Exercise directions | Update the lines below so that every "shelf audit" becomes "street survey", and reproduce them with nothing else altered.

Dataset |
──────
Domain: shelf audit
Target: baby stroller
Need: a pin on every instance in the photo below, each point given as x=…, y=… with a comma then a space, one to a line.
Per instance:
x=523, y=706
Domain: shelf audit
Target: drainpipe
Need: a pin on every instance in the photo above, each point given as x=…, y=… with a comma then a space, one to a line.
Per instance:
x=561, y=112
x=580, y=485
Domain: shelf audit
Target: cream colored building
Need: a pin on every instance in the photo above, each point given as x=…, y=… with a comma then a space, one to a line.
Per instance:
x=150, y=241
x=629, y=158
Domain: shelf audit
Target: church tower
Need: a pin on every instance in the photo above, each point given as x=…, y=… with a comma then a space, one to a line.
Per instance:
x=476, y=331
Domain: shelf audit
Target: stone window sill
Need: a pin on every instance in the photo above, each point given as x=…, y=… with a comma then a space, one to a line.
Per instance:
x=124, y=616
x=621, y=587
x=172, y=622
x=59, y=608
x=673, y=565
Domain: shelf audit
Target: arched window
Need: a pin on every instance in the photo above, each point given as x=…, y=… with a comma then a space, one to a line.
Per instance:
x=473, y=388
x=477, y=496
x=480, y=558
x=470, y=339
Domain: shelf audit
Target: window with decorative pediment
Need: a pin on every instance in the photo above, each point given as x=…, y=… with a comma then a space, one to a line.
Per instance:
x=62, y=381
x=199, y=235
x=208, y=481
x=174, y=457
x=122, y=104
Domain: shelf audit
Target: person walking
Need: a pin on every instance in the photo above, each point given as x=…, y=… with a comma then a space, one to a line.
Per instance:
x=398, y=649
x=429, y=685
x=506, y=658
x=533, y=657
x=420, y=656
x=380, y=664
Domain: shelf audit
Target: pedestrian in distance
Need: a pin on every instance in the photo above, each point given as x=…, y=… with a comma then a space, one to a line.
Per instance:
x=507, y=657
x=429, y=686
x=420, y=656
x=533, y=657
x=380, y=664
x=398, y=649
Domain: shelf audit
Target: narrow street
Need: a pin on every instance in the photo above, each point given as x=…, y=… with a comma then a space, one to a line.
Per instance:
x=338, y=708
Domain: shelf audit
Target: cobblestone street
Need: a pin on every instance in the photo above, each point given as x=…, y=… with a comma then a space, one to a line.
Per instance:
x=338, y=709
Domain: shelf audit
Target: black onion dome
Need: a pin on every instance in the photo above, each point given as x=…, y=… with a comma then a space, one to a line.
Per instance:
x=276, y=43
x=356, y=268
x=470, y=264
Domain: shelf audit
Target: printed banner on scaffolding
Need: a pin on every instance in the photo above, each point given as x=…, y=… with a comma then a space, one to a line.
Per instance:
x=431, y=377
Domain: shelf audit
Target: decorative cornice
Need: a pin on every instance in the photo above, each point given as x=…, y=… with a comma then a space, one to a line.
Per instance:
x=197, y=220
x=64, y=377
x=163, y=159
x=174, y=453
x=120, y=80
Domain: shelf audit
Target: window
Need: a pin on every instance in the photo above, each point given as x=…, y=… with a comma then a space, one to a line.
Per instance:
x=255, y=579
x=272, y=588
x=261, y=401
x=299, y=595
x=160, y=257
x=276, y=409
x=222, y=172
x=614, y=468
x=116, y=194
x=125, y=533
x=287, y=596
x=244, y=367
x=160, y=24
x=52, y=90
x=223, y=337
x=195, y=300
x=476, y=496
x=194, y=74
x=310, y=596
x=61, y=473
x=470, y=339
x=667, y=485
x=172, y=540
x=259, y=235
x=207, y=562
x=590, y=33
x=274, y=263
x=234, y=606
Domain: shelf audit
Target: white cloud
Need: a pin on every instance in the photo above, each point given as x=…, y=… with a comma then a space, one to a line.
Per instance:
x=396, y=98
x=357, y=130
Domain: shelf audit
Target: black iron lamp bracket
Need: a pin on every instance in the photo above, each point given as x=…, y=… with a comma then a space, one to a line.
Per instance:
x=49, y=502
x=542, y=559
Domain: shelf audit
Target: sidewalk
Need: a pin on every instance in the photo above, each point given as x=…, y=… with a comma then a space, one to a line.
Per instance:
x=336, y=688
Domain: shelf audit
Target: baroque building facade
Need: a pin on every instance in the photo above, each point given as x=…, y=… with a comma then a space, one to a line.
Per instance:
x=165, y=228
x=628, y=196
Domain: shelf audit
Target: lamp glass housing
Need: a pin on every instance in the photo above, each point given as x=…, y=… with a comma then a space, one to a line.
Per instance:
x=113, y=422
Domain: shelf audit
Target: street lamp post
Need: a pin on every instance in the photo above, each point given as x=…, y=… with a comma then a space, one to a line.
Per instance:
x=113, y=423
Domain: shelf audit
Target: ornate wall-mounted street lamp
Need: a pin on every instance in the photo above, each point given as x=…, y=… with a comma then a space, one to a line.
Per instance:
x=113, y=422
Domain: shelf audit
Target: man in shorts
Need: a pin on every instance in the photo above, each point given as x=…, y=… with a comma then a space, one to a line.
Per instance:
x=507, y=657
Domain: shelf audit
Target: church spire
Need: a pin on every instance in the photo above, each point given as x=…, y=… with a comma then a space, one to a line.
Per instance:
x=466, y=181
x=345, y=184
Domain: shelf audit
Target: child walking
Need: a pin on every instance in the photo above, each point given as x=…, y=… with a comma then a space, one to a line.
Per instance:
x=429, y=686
──────
Finished exercise |
Domain: street survey
Target: baby stroller
Need: a pin on every instance in the photo below, each point given as x=…, y=… with a comma then a space, one to a line.
Per instance:
x=523, y=706
Domain: street survey
Target: drainpipe
Need: a pin on every instance in the photo above, each point given as x=…, y=… with a comma then a space, one to a line.
Per instance:
x=561, y=112
x=580, y=485
Domain: street survey
Target: cream colored building
Need: a pin on every instance in the photo above, each point given as x=…, y=… with a comma then a space, one to a line.
Per instance:
x=150, y=241
x=629, y=158
Domain: street survey
Target: church tower
Need: a pin on every instance in the photo above, each point given as x=…, y=… with a comma then a space, one to a line.
Per instance:
x=476, y=331
Domain: street survey
Target: stone window sill
Need: a pin on every instance in the photo above, each point given as x=…, y=… with a comma then a space, one to a line.
Per instance:
x=124, y=616
x=621, y=587
x=172, y=622
x=59, y=608
x=673, y=565
Domain: street survey
Target: arched window
Need: a pin on every instance in the photo above, each point given as x=…, y=… with a comma then a space, one to a line.
Per instance:
x=473, y=388
x=477, y=496
x=480, y=558
x=470, y=339
Domain: street survey
Target: window with decorative pediment
Need: a pin on every instance in the photo above, each point given as x=…, y=… with a comma then a space, one to a line.
Per instance:
x=62, y=381
x=199, y=235
x=208, y=481
x=174, y=457
x=122, y=104
Domain: street survey
Target: person walking
Need: a pin on every instance in the photo above, each point given as x=…, y=… with a comma then a space, one to a line.
Per instance:
x=398, y=649
x=429, y=685
x=506, y=658
x=533, y=657
x=420, y=656
x=380, y=664
Domain: street survey
Target: pedestrian in distance
Need: a pin on every instance in the photo above, each point given as x=…, y=… with a comma then a space, one to a line.
Per instance:
x=507, y=657
x=429, y=686
x=420, y=656
x=533, y=657
x=380, y=664
x=398, y=649
Domain: street survey
Target: narrow street
Need: a pin on every instance in the photo above, each point given as x=…, y=… with a comma then a space, one to a line.
Per instance:
x=338, y=708
Domain: street survey
Target: cobblestone street
Need: a pin on every instance in the photo above, each point given as x=…, y=… with a comma then a space, one to a line.
Per instance:
x=338, y=709
Domain: street survey
Target: black onion dome
Need: a pin on every instance in the photo above, each point given as x=…, y=… with a comma then a space, one to a line.
Per instance:
x=276, y=43
x=356, y=268
x=470, y=264
Domain: street survey
Target: printed banner on scaffolding
Need: a pin on every instance in the photo above, each point given as x=…, y=… with a comma then a space, one to a line.
Per instance:
x=431, y=377
Domain: street survey
Target: decorative cornice
Need: a pin on every instance in the photo above, each point given as x=…, y=… with a comma then a space, one to a line.
Per instance:
x=197, y=220
x=64, y=377
x=163, y=159
x=174, y=453
x=120, y=80
Domain: street survey
Target: window
Need: a pin on every instance in the photo above, each point given as x=…, y=… with a comma then a space, one to a line.
Per instance:
x=255, y=579
x=272, y=588
x=261, y=401
x=299, y=595
x=160, y=257
x=276, y=409
x=222, y=172
x=614, y=468
x=116, y=194
x=125, y=533
x=287, y=596
x=244, y=367
x=160, y=24
x=52, y=90
x=223, y=337
x=195, y=300
x=476, y=496
x=194, y=74
x=310, y=596
x=61, y=473
x=470, y=339
x=667, y=485
x=172, y=540
x=259, y=235
x=207, y=562
x=590, y=33
x=274, y=263
x=234, y=606
Domain: street survey
Target: white cloud
Need: a pin on every instance in the photo above, each point given as x=…, y=… with a comma then a space, one to a line.
Per instance:
x=396, y=98
x=357, y=130
Domain: street survey
Target: black iron lamp bracket
Need: a pin on every instance in the photo above, each point given as x=…, y=… with a comma then a space, one to a line.
Per instance:
x=49, y=502
x=542, y=559
Domain: street survey
Target: sidewalk
Need: a pin on every instance in the photo above, each point given as x=…, y=… with a comma then a space, one to a line.
Per instance:
x=336, y=688
Domain: street survey
Target: baroque building facade
Need: a pin on every instance in the photo above, each point given as x=…, y=… with a comma then a space, one to a line.
Per instance:
x=165, y=228
x=628, y=196
Domain: street survey
Target: lamp glass housing
Need: a pin on every instance in the photo above, each point given as x=…, y=… with a comma then a space, one to a line.
Per instance:
x=113, y=422
Domain: street survey
Target: street lamp post
Need: a pin on every instance in the photo above, each point given as x=…, y=… with a comma then a space, one to a line.
Per instance:
x=113, y=423
Domain: street survey
Target: ornate wall-mounted street lamp
Need: a pin on every instance in the photo above, each point given as x=…, y=… with a comma then a space, one to a line.
Per instance:
x=113, y=422
Domain: street survey
Target: man in shorts
Need: a pin on every instance in the photo above, each point given as x=…, y=… with a comma then a space, one to a line.
Per instance:
x=507, y=657
Domain: street survey
Target: church spire
Need: a pin on every instance in the photo above, each point given as x=…, y=… with a comma then a space, one to a line.
Per instance:
x=466, y=181
x=345, y=184
Domain: street survey
Target: child walking
Need: a pin on every instance in the photo above, each point given as x=…, y=… with a comma then a space, one to a line.
Per instance:
x=429, y=686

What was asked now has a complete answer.